*TASK INSTRUCTIONS*: Only an exact repetition of the entries counts as an answer.

*DATASET ENTRIES*:
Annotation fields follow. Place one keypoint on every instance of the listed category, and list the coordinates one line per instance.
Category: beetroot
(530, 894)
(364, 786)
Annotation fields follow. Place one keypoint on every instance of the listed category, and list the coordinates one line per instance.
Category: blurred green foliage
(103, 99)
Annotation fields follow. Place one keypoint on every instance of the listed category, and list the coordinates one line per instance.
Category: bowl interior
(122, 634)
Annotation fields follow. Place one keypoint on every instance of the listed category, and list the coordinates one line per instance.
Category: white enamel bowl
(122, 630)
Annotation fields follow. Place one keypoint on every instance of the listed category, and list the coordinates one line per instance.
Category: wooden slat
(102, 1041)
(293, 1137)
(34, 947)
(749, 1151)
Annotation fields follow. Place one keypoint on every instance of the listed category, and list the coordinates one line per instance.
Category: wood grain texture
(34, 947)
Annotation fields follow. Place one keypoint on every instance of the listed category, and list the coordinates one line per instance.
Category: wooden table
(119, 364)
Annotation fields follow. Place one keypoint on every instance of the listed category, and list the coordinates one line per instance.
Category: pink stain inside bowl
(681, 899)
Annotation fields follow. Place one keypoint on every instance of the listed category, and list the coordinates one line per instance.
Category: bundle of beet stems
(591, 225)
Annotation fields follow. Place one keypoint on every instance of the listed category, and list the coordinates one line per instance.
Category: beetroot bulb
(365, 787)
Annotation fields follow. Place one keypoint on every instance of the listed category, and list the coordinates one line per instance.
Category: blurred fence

*ANSWER FOR THE TASK*:
Annotation fields follow. Place one keypoint on every instance of the listed category, and list the coordinates one line per instance.
Category: beetroot
(530, 894)
(364, 786)
Annotation fields follow. Place one keypoint on every instance of the listed category, and list the coordinates one line per instance.
Category: blurred green foliage
(103, 99)
Annotation fields follow. Place one keypoint on every instance of the listed category, and list the coordinates one line per instance.
Category: bowl interior
(122, 634)
Annotation fields follow. Place one keypoint on every instance of the listed category, and list the coordinates one line per instance.
Category: white enamel bowl
(122, 630)
Annotation fields follow. Place one keypoint on every instance of the listed category, and list the coordinates one line per instance.
Category: wooden slat
(102, 1041)
(293, 1137)
(34, 947)
(749, 1151)
Annotation fields follow. Place one keypoint on every instance of the listed category, and list the coordinates one line per instance.
Category: wood grain texture
(34, 947)
Annotation fields follow. Place one keypoint on every instance of the listed category, and list the coordinates one line per instance.
Category: wooden table
(119, 364)
Annotation fields follow. Place one keypoint on every instance of the listed category, and list the coordinates one line per instance.
Category: pink stain inside bowl
(681, 899)
Annotation fields follow. Place one keypoint on every instance of the listed category, and list the coordinates one line per instance.
Category: bundle of beet stems
(591, 225)
Annotation fields follow. Place one keypoint on every instance of the listed category, and list the coordinates one line per instance.
Category: beetroot bulb
(365, 787)
Annotation fields follow. Place one keypoint on every instance of the listed category, and list the coordinates one line per instance.
Category: blurred fence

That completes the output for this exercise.